_Questions d’étude:_
A: Traduisez en anglais la phrase suivante du texte sur l’expertise psychiatrique : « L’expertise psychiatrique est prévue par le Code de procédure pénale. »
B: Recopiez mot pour mot le passage du texte sur l’expertise psychiatrique, depuis « Expertise psychiatrique : une » jusqu’à « prendre sa décision. » inclus.

Expertise psychiatrique : une obligation dans les affaires de mœurs
L’expertise psychiatrique est prévue par le Code de procédure pénale. Elle est encadrée de manière plus générale par les dispositions relative aux expertises en général. Il existe en droit pénal d’autres expertises que l’expertise psychiatrique : expertise technique sur un ordinateur pour mettre à jour des fichiers (photos ou vidéos), expertise somatique (elle relève de la médecine légale). Comme les autres expertises, l’expertise psychiatrique est une mesure que décide un juge ou des juges afin d’être éclairé dans un domaine pour lequel il n’a a priori pas de connaissances et donc doit s’en remettre à une personne dont l’expérience et les connaissances vont l’aider à prendre sa décision.

_Extrait de données:_
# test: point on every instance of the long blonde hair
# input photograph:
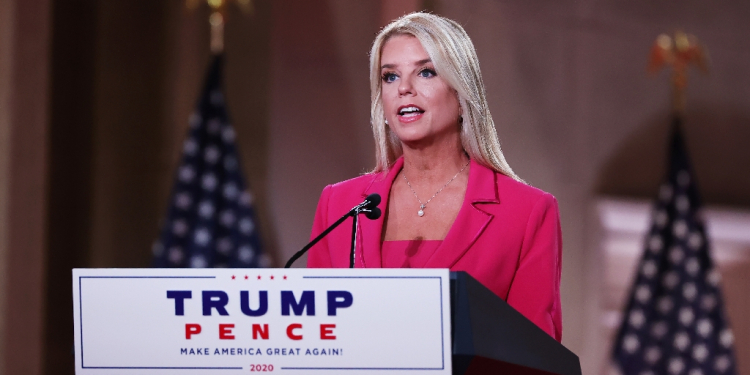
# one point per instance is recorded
(455, 60)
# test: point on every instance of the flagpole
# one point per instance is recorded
(678, 52)
(217, 19)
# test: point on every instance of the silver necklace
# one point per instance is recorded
(422, 206)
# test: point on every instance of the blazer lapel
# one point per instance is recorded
(471, 220)
(371, 231)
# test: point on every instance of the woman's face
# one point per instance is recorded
(419, 105)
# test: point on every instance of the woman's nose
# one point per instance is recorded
(405, 87)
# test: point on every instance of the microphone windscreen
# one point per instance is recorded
(374, 200)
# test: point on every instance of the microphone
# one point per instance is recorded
(368, 207)
(372, 200)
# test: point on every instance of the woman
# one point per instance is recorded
(450, 198)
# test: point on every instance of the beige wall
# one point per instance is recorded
(25, 41)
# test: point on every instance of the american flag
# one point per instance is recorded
(210, 221)
(675, 322)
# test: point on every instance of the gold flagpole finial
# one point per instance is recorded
(216, 20)
(679, 52)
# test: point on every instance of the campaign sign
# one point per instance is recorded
(288, 321)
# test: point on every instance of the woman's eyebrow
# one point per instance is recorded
(422, 62)
(418, 63)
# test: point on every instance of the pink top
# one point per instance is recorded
(506, 235)
(408, 253)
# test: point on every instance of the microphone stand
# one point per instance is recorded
(367, 207)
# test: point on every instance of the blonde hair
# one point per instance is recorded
(455, 60)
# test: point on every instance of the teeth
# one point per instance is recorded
(408, 110)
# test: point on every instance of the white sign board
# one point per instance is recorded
(288, 321)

_Corrigés dans l’ordre:_
A: Psychiatric expert assessment is provided for by the Code of Criminal Procedure.

B:
Expertise psychiatrique : une obligation dans les affaires de mœurs
L’expertise psychiatrique est prévue par le Code de procédure pénale. Elle est encadrée de manière plus générale par les dispositions relative aux expertises en général. Il existe en droit pénal d’autres expertises que l’expertise psychiatrique : expertise technique sur un ordinateur pour mettre à jour des fichiers (photos ou vidéos), expertise somatique (elle relève de la médecine légale). Comme les autres expertises, l’expertise psychiatrique est une mesure que décide un juge ou des juges afin d’être éclairé dans un domaine pour lequel il n’a a priori pas de connaissances et donc doit s’en remettre à une personne dont l’expérience et les connaissances vont l’aider à prendre sa décision.